JOB 1 ▸
Decide whether each statement agrees with the CUDA graphs patch description: (a) the patch changes benchmarking to use CUDA graphs; (b) `do_bench_cudagraph` can return quantiles; (c) the author fixed the quantile limitation upstream. Answer yes or no for each, quoting the deciding words.
JOB 2 ▸
Pick up the CUDA graphs benchmarking patch description after its last sentence and write what comes next.

From b91caadbebacfc854d0681ae2da025b5c46ad1e0 Mon Sep 17 00:00:00 2001
From: Jez Ng <jezng@meta.com>
Date: Thu, 13 Jun 2024 19:46:08 -0700
Subject: [PATCH] Use cuda graphs for benchmarking

Summary:
Per https://fb.workplace.com/groups/420659799592399/posts/807860500872325/, it's a lot more accurate than using regular non-cudagraph benchmarking.

I had to change a bunch of use sites of `metrics.latency` because `do_bench_cudagraph` does not support returning quantiles. Could certainly fix it upstream, but that would take more time + it doesn't really seem like quantiles are that useful in TritonBench anyway.

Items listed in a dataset
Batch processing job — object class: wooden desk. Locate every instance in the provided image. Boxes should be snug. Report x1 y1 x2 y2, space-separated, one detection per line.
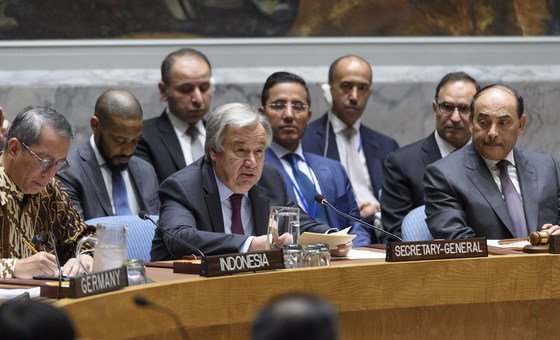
57 254 560 340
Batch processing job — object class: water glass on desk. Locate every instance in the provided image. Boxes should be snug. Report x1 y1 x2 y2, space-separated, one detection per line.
126 260 148 286
76 224 128 273
268 206 299 248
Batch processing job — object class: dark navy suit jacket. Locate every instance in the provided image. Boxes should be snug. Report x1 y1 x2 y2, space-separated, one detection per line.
301 113 399 199
424 144 560 239
135 111 187 183
56 142 159 220
264 149 372 247
381 132 441 240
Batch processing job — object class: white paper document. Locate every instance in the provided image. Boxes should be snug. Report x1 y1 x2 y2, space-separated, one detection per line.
0 287 41 300
298 227 356 249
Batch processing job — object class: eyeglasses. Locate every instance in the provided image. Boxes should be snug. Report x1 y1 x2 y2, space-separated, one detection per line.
20 141 70 172
438 102 471 116
268 102 309 114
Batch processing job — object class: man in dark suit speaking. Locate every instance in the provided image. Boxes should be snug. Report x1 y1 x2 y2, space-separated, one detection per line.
381 72 480 240
259 72 375 247
56 89 159 220
151 103 351 260
302 55 399 217
424 85 560 239
136 48 212 183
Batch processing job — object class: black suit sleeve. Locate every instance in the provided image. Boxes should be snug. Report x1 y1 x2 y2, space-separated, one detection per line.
380 153 412 237
424 164 476 240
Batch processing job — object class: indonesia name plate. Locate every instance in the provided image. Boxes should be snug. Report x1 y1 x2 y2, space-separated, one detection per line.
173 249 284 276
385 238 488 262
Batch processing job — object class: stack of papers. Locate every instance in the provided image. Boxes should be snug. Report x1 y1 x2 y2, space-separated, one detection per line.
298 227 356 250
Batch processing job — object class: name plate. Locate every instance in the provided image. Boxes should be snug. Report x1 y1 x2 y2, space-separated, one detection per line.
173 249 284 277
385 238 488 262
41 266 128 298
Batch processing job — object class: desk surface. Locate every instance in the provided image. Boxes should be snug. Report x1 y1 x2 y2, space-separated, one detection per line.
53 250 560 339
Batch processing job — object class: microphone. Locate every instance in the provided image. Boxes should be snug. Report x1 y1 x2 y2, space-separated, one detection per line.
138 210 205 257
132 295 190 339
315 195 404 242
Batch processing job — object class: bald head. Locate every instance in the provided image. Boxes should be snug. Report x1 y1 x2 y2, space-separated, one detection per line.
90 90 144 171
94 90 143 125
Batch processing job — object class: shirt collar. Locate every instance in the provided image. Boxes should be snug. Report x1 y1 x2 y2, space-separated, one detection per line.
0 158 24 205
89 135 107 167
165 108 206 136
480 149 515 169
212 167 247 202
270 142 305 159
434 130 471 158
328 111 362 134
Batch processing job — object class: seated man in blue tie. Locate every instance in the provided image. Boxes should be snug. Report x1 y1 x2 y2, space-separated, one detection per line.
424 85 560 239
57 90 159 220
259 72 374 247
151 103 352 261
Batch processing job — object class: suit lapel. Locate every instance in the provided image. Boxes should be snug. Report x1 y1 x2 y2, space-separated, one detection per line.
78 143 113 216
265 148 297 203
317 112 340 161
128 158 148 210
201 161 225 233
158 112 187 170
464 144 513 231
249 183 270 235
513 149 539 233
422 132 441 166
303 152 342 226
360 124 383 198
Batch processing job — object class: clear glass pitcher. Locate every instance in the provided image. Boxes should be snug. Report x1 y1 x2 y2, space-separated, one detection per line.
76 223 128 273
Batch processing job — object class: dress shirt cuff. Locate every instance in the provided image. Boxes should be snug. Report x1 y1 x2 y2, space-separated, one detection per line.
239 236 255 253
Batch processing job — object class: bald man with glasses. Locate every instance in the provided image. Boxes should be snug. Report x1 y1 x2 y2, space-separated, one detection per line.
381 72 479 240
0 107 95 279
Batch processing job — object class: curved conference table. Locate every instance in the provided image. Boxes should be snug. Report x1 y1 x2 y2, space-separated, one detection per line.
56 250 560 340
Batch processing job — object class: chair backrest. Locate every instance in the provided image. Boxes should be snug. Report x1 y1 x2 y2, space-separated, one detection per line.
85 215 159 261
401 205 434 241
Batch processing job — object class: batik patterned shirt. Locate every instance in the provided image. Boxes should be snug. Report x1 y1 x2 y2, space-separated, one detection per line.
0 163 95 278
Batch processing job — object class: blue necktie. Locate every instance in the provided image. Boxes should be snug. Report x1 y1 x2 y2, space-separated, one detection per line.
496 159 529 237
284 153 329 224
229 194 245 235
112 171 132 215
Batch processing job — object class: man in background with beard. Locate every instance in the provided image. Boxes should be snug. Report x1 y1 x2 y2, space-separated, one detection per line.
57 90 159 220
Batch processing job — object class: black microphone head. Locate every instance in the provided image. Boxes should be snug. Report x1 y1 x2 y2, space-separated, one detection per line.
138 210 150 220
133 295 150 307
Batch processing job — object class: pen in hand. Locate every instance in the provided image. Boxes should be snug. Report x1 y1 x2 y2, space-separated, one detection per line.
22 239 38 254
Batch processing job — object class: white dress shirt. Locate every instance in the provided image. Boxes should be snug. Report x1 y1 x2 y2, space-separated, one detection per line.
170 109 206 165
482 150 523 202
214 172 255 253
329 111 378 203
89 135 140 215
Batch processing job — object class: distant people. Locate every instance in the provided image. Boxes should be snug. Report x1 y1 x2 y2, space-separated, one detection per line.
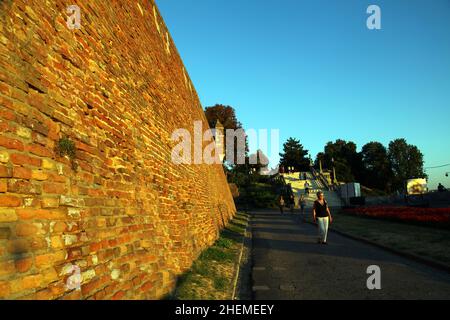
305 181 310 194
313 191 333 244
298 194 306 221
289 194 295 213
278 196 285 214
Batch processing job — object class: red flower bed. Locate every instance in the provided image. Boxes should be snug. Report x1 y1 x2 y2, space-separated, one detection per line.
344 207 450 224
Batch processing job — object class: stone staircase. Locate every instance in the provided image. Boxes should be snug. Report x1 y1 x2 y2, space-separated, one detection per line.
282 172 342 210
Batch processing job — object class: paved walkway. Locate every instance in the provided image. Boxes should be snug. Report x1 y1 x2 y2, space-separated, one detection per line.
283 172 341 208
251 211 450 300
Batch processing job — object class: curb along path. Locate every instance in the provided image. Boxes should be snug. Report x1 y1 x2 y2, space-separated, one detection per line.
250 211 450 300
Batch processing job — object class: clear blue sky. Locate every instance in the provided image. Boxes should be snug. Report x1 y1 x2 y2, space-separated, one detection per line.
157 0 450 188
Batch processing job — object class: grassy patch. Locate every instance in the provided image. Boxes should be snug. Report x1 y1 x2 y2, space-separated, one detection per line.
170 213 249 300
331 213 450 265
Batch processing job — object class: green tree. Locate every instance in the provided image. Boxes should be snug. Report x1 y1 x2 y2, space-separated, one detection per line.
361 142 392 191
315 139 362 182
205 104 248 166
388 139 427 190
280 138 310 171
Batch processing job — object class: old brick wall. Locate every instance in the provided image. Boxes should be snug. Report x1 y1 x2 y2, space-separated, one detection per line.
0 0 235 299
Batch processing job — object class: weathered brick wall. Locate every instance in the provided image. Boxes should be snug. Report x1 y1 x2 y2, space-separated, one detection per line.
0 0 235 299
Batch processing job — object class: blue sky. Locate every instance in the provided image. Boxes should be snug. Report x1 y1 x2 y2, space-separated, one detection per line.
157 0 450 188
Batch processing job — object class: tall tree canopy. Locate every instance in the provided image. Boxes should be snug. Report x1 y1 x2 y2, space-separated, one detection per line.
361 142 392 191
280 138 310 171
205 104 242 130
315 139 361 182
388 139 426 190
205 104 248 167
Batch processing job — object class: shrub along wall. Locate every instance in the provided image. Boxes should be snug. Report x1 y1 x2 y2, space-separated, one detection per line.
0 0 235 299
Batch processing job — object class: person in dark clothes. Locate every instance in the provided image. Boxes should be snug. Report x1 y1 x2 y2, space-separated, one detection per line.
278 196 285 213
305 181 310 194
289 194 295 213
298 195 306 221
313 191 333 244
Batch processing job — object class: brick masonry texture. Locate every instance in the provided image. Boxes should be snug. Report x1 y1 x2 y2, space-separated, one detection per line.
0 0 236 299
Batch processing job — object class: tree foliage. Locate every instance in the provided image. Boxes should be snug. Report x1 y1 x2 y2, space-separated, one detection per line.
280 138 310 171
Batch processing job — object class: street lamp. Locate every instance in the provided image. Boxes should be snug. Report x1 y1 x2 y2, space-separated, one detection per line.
331 157 337 184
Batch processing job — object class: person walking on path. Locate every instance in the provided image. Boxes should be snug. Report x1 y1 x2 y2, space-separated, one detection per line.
313 191 333 244
305 181 309 194
298 194 306 222
289 194 295 213
278 195 285 213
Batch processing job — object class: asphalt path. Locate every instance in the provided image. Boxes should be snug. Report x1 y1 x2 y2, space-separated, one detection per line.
251 211 450 300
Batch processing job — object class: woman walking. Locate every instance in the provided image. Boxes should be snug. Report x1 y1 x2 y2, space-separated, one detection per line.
278 195 285 214
313 191 333 244
298 194 306 222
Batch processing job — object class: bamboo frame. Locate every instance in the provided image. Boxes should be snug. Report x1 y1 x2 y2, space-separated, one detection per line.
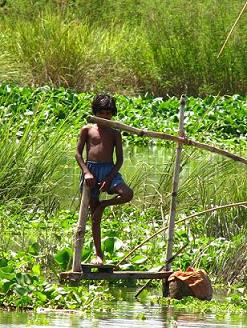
88 116 247 164
116 201 247 267
72 181 90 272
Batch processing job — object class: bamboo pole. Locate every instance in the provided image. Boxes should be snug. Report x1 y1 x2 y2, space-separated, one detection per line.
88 116 247 164
116 201 247 267
162 95 186 296
72 181 90 272
166 95 186 271
135 243 189 298
217 1 247 59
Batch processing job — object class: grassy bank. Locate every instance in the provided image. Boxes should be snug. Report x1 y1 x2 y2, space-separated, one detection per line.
0 84 247 311
0 0 247 96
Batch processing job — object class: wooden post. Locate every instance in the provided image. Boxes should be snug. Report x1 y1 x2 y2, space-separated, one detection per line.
72 181 90 272
163 95 186 296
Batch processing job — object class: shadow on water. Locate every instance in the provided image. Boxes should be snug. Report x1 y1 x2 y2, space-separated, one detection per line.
0 287 247 328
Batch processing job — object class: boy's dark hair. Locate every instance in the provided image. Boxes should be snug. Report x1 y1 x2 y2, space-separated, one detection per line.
92 94 117 115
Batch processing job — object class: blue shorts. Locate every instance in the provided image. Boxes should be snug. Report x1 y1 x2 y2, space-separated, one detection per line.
80 161 125 199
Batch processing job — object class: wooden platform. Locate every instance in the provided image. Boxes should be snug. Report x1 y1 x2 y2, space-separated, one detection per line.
60 264 172 282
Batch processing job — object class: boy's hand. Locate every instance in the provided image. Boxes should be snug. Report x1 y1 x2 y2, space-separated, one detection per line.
99 179 111 191
84 172 95 188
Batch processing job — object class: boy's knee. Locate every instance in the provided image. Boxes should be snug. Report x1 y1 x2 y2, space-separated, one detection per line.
123 188 134 202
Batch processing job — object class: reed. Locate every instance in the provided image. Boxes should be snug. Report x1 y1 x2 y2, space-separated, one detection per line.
0 0 247 95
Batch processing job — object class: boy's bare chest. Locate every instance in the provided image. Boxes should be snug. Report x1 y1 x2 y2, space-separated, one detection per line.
88 129 115 146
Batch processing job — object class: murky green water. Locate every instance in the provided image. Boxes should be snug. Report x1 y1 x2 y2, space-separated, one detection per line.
0 288 247 328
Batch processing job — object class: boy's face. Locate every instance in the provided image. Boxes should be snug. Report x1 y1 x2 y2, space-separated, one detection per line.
96 109 112 120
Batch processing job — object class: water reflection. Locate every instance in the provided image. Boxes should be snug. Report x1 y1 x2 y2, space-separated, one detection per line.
0 287 247 328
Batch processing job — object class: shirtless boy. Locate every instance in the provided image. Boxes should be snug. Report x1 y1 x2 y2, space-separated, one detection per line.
75 95 133 265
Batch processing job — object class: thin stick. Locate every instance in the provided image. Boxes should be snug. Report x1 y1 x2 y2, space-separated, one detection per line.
72 181 90 272
116 201 247 266
135 243 189 298
88 116 247 164
217 1 247 59
166 95 186 271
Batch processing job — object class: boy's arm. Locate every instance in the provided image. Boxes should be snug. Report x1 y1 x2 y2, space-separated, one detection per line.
100 131 123 191
75 127 95 187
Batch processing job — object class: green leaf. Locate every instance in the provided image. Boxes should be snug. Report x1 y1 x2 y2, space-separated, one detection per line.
54 248 72 270
32 264 40 276
131 255 147 264
102 237 115 254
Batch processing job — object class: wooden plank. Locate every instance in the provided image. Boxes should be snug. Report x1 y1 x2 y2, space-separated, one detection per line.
81 263 116 273
60 271 172 281
81 263 116 269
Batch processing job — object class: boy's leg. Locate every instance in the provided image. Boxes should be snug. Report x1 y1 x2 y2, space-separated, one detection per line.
95 183 133 214
90 198 104 264
90 183 133 264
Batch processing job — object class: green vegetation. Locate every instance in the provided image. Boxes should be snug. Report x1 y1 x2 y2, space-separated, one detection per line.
0 0 247 96
0 84 247 311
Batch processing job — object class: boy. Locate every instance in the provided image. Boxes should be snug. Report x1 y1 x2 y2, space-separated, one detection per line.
75 95 133 265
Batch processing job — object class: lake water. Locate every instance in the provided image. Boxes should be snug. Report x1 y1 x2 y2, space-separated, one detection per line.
0 287 247 328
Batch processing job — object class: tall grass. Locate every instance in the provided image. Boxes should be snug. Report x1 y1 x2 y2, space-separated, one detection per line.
0 112 68 213
0 0 247 95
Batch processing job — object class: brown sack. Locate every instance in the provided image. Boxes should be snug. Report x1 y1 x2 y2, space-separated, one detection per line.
168 267 213 300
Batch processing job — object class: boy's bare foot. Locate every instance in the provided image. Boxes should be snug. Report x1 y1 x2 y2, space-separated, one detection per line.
93 204 105 219
92 255 103 265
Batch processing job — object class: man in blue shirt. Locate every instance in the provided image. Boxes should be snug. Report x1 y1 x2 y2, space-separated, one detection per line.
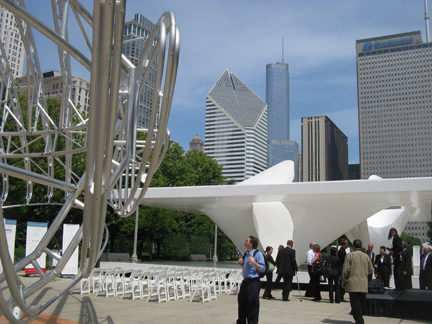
237 236 266 324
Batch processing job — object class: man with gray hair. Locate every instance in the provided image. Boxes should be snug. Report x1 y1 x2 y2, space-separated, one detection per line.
305 242 316 297
401 241 413 289
342 240 373 324
419 245 432 290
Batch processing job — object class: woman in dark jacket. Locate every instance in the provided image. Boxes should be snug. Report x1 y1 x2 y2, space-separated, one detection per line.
374 246 392 287
388 227 405 290
263 246 275 299
328 247 342 304
311 244 322 301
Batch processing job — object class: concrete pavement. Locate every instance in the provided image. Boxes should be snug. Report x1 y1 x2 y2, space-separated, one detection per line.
0 277 430 324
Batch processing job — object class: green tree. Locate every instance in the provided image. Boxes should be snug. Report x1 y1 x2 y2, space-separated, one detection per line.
427 222 432 243
401 232 422 253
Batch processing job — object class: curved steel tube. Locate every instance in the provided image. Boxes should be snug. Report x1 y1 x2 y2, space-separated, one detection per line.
0 0 180 323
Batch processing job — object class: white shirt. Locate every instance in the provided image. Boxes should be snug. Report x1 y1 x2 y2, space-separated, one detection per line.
306 249 315 266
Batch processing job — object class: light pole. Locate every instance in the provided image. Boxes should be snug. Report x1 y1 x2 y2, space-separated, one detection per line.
131 208 139 263
213 224 218 262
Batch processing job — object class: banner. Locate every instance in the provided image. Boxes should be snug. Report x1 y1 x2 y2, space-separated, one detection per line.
25 222 48 275
0 219 16 272
61 224 79 276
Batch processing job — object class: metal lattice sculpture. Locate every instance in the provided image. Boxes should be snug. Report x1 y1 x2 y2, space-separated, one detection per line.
0 0 180 323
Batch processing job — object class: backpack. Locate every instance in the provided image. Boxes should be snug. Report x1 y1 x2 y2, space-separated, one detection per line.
243 249 269 278
368 279 385 294
322 257 333 278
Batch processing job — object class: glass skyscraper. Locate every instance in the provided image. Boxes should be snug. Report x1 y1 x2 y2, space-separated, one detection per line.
356 31 432 241
266 62 298 181
122 14 156 128
356 31 432 179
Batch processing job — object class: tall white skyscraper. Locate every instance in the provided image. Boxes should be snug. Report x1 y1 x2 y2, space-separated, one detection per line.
122 14 156 128
0 6 25 78
356 31 432 241
266 63 299 181
204 70 267 182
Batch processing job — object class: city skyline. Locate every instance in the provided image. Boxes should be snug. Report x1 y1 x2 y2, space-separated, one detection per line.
27 0 425 163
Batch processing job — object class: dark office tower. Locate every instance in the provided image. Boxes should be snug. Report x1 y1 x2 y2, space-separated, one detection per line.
302 116 348 182
122 14 156 128
356 31 432 179
356 31 432 242
189 135 204 152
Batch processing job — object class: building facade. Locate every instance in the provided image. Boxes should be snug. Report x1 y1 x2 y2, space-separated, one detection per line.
266 63 290 166
204 70 267 182
189 135 204 152
356 31 432 240
0 6 26 78
16 71 90 114
122 14 156 128
302 116 348 182
356 31 432 179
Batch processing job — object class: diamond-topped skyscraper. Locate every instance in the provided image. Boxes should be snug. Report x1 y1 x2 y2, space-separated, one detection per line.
204 70 267 182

RESPONSE 1 ▸
(a) Yes: "Use cuda graphs for benchmarking"
(b) No: "`do_bench_cudagraph` does not support returning quantiles"
(c) No: "Could certainly fix it upstream, but that would take more time"

RESPONSE 2 ▸
Reviewed By: xuzhao9, sijiac

Differential Revision: D58502780

fbshipit-source-id: 8c97b95097f49ece47ce9b1660af60afae8c25e8
---
 torchbenchmark/operators/addmm/operator.py    |  7 +++--
 .../operators/flash_attention/operator.py     |  4 +--
 torchbenchmark/operators/fp8_gemm/fp8_gemm.py |  4 +--
 .../operators/gather_gemv/operator.py         |  8 +++---
 torchbenchmark/operators/gemm/operator.py     |  5 ++--
 .../operators/int4_gemm/int4_gemm.py          |  4 +--
 .../operators/layer_norm/operator.py          | 16 +++++-------
 .../operators/low_mem_dropout/operator.py     | 12 ++++++---
 torchbenchmark/operators/softmax/operator.py  |  9 +++----
 torchbenchmark/operators/sum/operator.py      |  7 +++--
 .../operators/vector_add/operator.py          |  7 +++--
 torchbenchmark/util/triton_op.py              | 26 +++++++++----------
 12 files changed, 52 insertions(+), 57 deletions(-)

diff --git a/torchbenchmark/operators/addmm/operator.py b/torchbenchmark/operators/addmm/operator.py
index f3d98a7738..97264dd713 100644
--- a/torchbenchmark/operators/addmm/operator.py
+++ b/torchbenchmark/operators/addmm/operator.py
@@ -113,18 +113,17 @@ def gbps(
             + (torch.addmm(a, mat1, mat2).numel())
         )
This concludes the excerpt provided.